TEXT EXCERPT =>
- The Washington Times - Sunday, September 11, 2005

William Rehnquist’s most important accomplishment on the Supreme Court was to restore a modicum of respect for constitutional limits on federal authority — not the limits imposed by specified individual rights but the more fundamental and potentially more consequential limits imposed by unspecified congressional powers. Justice Rehnquist’s signal contribution was to remind Congress, his colleagues and the nation that such powers do not exist.

“We start with first principles,” the chief justice wrote in the 1995 decision U.S. v. Lopez, which overturned the Gun-Free School Zones Act of 1990. “The Constitution creates a federal government of enumerated powers.”

Those were thrilling words for critics of an ever-expanding federal government accustomed to a Congress that felt free to legislate on virtually any subject, citing its power to regulate interstate commerce as an all-purpose justification. It seemed the Supreme Court had rediscovered that congressional legislation has to be authorized by the Constitution.

Judge John G. Roberts, whom President Bush has chosen to take Mr. Rehnquist’s place as chief justice, has indicated sympathy for that idea — which alarms not only the Democrats but Senate Judiciary Committee Chairman Arlen Specter, Pennsylvania Republican, who is expected to press Judge Roberts on the issue during his confirmation hearings. Indeed, it is doubtful a single member of Congress — except Rep. Ron Paul, Texas Republican — truly wants a Supreme Court that is serious about the Constitution’s limits on congressional power.

But defenders of Leviathan need not worry much, even if Judge Roberts proves as interested in reviving federalism as his mentor and predecessor. The Supreme Court has been hesitant to continue in the direction signaled by Lopez. Just one justice, Clarence Thomas, has shown the stomach for following it to its logical destination, where regulating interstate commerce actually means regulating interstate commerce.

In Lopez, the government said it meant prohibiting possession of a gun in or near a school, a claim five justices rejected.

“If we were to accept the government’s arguments,” Chief Justice Rehnquist wrote in the majority opinion, “we are hard-pressed to posit any activity by an individual that Congress is without power to regulate.”

Five years later, in U.S. v. Morrison, the same five-justice majority overturned a provision of the Violence Against Women Act that allowed victims violence motivated by sexual antagonism to sue their attackers in federal court. “The Constitution requires a distinction between what is truly national and what is truly local,” Justice Rehnquist wrote.

The weakness of the new federalist majority became clear this year in Gonzales v. Raich, a case in which Justices Antonin Scalia and Anthony Kennedy switched sides to uphold federal authority to arrest patients who grow marijuana for their own medical use, even in states where such use is legal.

Chief Justice Rehnquist, to his credit, continued to insist upon “a distinction between what is truly national and what is truly local,” as did Justices Thomas and Sandra Day O’Connor.

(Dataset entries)
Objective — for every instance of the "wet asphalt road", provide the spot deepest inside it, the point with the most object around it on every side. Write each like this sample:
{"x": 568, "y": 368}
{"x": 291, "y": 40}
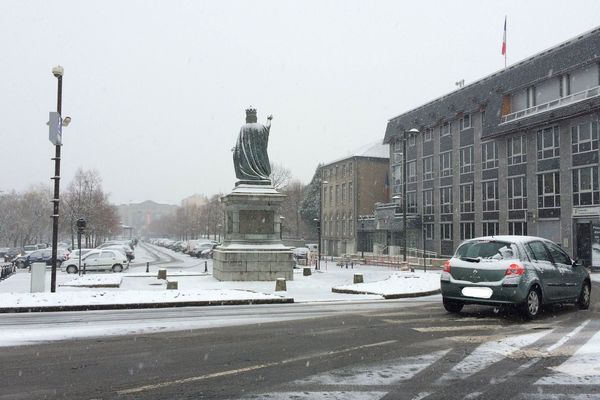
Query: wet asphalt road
{"x": 370, "y": 350}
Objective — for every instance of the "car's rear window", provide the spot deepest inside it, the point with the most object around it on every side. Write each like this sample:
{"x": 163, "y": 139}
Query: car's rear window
{"x": 488, "y": 249}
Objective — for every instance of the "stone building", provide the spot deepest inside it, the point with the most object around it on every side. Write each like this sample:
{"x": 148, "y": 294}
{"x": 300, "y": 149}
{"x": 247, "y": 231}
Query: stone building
{"x": 354, "y": 184}
{"x": 513, "y": 153}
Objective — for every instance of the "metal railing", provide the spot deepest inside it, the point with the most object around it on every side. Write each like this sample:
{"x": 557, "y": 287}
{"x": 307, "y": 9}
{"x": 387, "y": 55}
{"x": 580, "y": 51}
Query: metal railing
{"x": 551, "y": 105}
{"x": 6, "y": 270}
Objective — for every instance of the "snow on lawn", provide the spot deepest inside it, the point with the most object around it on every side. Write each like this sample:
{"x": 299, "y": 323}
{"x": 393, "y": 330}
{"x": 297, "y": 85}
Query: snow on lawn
{"x": 190, "y": 276}
{"x": 94, "y": 280}
{"x": 400, "y": 284}
{"x": 83, "y": 298}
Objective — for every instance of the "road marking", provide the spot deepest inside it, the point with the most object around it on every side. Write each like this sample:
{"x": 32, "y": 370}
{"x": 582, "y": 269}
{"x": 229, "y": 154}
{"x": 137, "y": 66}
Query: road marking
{"x": 319, "y": 396}
{"x": 251, "y": 368}
{"x": 392, "y": 372}
{"x": 568, "y": 336}
{"x": 489, "y": 353}
{"x": 582, "y": 368}
{"x": 455, "y": 328}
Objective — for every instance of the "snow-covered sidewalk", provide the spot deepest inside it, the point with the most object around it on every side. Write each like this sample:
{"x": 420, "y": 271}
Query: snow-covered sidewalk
{"x": 135, "y": 288}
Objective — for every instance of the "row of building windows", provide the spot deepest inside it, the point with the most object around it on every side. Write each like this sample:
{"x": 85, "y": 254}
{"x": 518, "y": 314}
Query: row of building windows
{"x": 585, "y": 192}
{"x": 338, "y": 227}
{"x": 338, "y": 194}
{"x": 467, "y": 229}
{"x": 584, "y": 138}
{"x": 339, "y": 171}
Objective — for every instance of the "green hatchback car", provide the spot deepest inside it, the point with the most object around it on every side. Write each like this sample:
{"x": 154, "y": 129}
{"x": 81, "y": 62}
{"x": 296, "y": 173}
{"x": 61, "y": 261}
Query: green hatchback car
{"x": 523, "y": 271}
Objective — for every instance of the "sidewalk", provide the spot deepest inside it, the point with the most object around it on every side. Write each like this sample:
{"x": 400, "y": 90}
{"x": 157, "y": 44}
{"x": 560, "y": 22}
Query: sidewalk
{"x": 135, "y": 288}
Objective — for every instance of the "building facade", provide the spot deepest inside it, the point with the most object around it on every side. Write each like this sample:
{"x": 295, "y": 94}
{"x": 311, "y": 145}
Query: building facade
{"x": 513, "y": 153}
{"x": 350, "y": 188}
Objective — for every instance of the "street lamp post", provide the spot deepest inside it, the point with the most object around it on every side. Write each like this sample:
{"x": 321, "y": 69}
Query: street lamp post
{"x": 411, "y": 132}
{"x": 80, "y": 228}
{"x": 321, "y": 183}
{"x": 58, "y": 72}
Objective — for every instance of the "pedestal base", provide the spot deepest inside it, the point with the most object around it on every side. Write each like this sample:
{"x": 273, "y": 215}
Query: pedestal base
{"x": 252, "y": 249}
{"x": 253, "y": 263}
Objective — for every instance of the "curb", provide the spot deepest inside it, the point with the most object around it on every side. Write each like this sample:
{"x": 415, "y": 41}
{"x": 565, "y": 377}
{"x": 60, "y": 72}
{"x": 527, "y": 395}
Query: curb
{"x": 95, "y": 307}
{"x": 389, "y": 296}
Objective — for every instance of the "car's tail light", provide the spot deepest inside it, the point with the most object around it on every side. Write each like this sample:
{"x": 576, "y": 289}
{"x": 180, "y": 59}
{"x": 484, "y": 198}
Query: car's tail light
{"x": 515, "y": 269}
{"x": 446, "y": 266}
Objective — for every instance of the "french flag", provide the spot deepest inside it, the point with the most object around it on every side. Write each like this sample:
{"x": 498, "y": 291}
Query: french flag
{"x": 504, "y": 39}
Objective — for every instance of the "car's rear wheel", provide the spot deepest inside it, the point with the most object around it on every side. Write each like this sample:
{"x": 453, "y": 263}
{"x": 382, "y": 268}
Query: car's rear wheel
{"x": 453, "y": 306}
{"x": 533, "y": 302}
{"x": 584, "y": 297}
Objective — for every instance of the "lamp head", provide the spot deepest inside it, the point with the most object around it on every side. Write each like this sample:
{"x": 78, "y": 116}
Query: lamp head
{"x": 58, "y": 71}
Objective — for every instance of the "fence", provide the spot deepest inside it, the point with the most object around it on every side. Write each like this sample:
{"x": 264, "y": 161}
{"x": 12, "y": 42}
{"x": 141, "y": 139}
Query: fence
{"x": 6, "y": 270}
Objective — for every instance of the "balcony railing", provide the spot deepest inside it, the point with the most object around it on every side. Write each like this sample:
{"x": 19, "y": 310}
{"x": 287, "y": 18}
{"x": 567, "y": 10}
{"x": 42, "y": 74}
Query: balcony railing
{"x": 552, "y": 105}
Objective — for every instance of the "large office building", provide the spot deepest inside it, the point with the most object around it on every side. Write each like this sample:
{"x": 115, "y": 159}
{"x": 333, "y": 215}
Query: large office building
{"x": 351, "y": 187}
{"x": 513, "y": 153}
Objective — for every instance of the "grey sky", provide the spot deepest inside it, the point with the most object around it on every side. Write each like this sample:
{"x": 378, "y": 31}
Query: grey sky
{"x": 157, "y": 89}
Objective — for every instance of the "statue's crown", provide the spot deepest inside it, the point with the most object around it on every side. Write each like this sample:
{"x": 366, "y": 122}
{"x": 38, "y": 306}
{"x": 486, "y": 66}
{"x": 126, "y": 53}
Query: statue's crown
{"x": 250, "y": 111}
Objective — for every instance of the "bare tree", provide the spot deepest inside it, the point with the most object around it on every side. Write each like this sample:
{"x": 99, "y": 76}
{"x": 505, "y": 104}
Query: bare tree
{"x": 280, "y": 176}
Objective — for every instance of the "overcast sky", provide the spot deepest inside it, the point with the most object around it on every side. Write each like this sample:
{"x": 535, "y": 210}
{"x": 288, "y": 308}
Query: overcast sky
{"x": 157, "y": 89}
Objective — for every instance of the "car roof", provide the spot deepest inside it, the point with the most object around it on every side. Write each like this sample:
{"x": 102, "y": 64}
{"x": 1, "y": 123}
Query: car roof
{"x": 509, "y": 238}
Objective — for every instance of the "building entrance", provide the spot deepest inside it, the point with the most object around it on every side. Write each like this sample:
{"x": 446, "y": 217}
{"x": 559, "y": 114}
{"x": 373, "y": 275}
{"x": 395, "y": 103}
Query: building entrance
{"x": 584, "y": 235}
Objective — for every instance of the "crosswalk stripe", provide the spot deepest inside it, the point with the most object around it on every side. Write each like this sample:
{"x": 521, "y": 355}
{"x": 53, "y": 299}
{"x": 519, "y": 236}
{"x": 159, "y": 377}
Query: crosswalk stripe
{"x": 384, "y": 374}
{"x": 319, "y": 396}
{"x": 582, "y": 368}
{"x": 455, "y": 328}
{"x": 489, "y": 353}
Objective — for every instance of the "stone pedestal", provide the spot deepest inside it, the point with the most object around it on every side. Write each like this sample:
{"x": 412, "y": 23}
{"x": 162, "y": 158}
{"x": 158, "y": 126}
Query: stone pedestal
{"x": 252, "y": 249}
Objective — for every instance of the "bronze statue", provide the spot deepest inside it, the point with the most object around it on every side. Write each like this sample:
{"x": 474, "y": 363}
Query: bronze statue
{"x": 250, "y": 158}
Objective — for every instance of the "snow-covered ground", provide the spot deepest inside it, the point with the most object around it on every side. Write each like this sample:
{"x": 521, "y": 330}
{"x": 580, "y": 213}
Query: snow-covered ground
{"x": 197, "y": 284}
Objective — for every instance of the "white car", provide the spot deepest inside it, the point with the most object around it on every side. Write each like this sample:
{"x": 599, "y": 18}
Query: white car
{"x": 97, "y": 260}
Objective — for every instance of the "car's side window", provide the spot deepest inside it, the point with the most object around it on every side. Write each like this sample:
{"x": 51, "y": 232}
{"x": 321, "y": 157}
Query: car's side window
{"x": 539, "y": 251}
{"x": 106, "y": 254}
{"x": 558, "y": 254}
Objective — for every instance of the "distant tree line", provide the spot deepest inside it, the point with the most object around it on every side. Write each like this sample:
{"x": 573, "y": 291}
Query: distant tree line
{"x": 25, "y": 217}
{"x": 207, "y": 220}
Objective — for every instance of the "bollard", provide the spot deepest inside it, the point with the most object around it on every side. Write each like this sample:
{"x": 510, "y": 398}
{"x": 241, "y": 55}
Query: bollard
{"x": 280, "y": 285}
{"x": 358, "y": 278}
{"x": 172, "y": 285}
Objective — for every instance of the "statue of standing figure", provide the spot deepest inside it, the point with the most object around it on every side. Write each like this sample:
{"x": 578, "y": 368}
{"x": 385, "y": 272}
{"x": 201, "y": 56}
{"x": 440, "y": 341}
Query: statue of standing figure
{"x": 250, "y": 158}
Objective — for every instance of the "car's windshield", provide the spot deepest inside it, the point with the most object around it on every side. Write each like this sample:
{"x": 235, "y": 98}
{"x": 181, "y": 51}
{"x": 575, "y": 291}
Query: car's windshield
{"x": 487, "y": 250}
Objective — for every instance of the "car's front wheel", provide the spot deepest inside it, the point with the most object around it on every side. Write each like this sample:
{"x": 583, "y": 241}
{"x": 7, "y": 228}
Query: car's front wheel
{"x": 584, "y": 297}
{"x": 533, "y": 302}
{"x": 453, "y": 306}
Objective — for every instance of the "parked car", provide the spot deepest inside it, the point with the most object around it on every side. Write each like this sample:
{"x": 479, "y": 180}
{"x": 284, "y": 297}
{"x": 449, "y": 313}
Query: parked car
{"x": 301, "y": 253}
{"x": 28, "y": 248}
{"x": 200, "y": 247}
{"x": 125, "y": 249}
{"x": 43, "y": 255}
{"x": 523, "y": 271}
{"x": 12, "y": 253}
{"x": 98, "y": 260}
{"x": 75, "y": 253}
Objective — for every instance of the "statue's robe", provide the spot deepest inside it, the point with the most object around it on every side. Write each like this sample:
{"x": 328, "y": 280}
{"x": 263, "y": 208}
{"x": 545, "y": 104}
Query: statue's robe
{"x": 250, "y": 158}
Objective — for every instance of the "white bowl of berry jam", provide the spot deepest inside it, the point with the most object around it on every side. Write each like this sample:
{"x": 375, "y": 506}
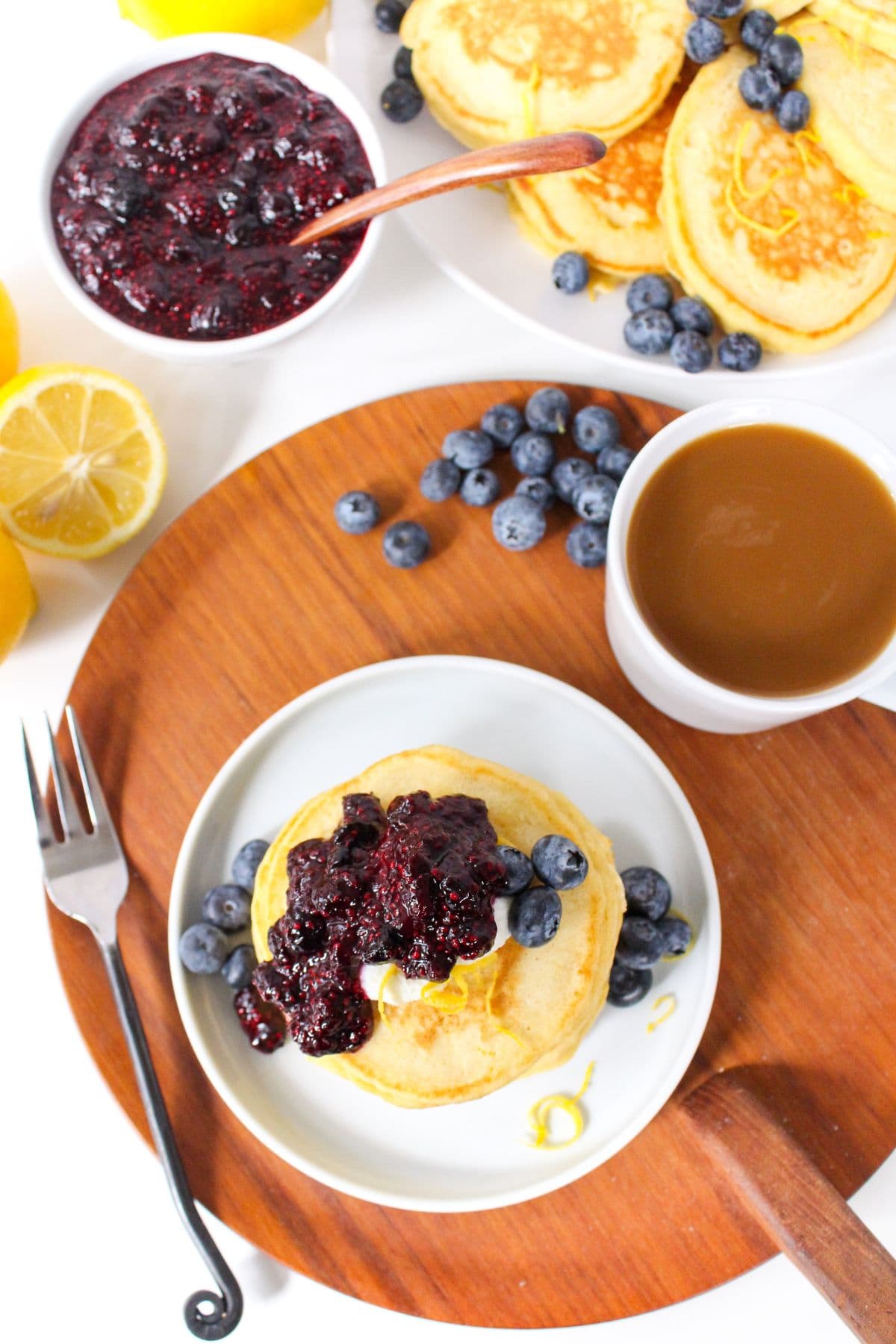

WHAT YOU HAVE TO DO => Decide whether each statement below agrees with the commentary on William Rehnquist above, answering yes or no and quoting the deciding words of the commentary. (a) The Gun-Free School Zones Act of 1990 was overturned in the 1995 decision U.S. v. Lopez. (b) A six-justice majority overturned a provision of the Violence Against Women Act in U.S. v. Morrison. (c) In Gonzales v. Raich, Justices Antonin Scalia and Anthony Kennedy switched sides to uphold federal authority.

OUTPUT OF THE EXERCISE =>
(a) Yes: "the 1995 decision U.S. v. Lopez, which overturned the Gun-Free School Zones Act of 1990"
(b) No: "the same five-justice majority overturned a provision of the Violence Against Women Act"
(c) Yes: "Justices Antonin Scalia and Anthony Kennedy switched sides to uphold federal authority"